Reproduce, word for word, the part of the cone tent optimization thread below that runs from "Here's a question" up to and including "l^2= r^2+ h^2.".

Document section:
▬▬▬▬▬▬

Optimization
Hello!
Here's a question that I couldn't understand;
A canvas tent is to be constructed in the shape of a rightcircular cone with the ground as base;
Using the volume V and curved surface area S of the cone,
$\displaystyle V = \frac{1}{3}\pi r^2 h$ and $\displaystyle S = \pi rl$Find the dimensions of the cone that maximises the volume for the $\displaystyle 4 \sqrt{3 \pi}$ mē of canvas material, and find this maximum volume.
My attempt:know the two formulas: $\displaystyle V = \frac{1}{3}\pi r^2 h$ and $\displaystyle S = \pi rl$, l, of course, is the "slant height". Using the Pythagorean theorem, l^2= r^2+ h^2.

▬▬▬▬▬▬

Data excerpt:
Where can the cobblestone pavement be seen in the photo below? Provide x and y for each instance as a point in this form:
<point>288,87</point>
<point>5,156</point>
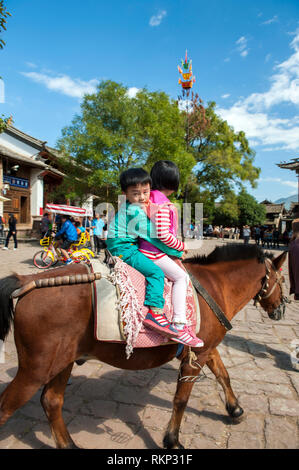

▬▬▬▬▬▬

Exercise output:
Here's a question that I couldn't understand;
A canvas tent is to be constructed in the shape of a rightcircular cone with the ground as base;
Using the volume V and curved surface area S of the cone,
$\displaystyle V = \frac{1}{3}\pi r^2 h$ and $\displaystyle S = \pi rl$Find the dimensions of the cone that maximises the volume for the $\displaystyle 4 \sqrt{3 \pi}$ mē of canvas material, and find this maximum volume.
My attempt:know the two formulas: $\displaystyle V = \frac{1}{3}\pi r^2 h$ and $\displaystyle S = \pi rl$, l, of course, is the "slant height". Using the Pythagorean theorem, l^2= r^2+ h^2.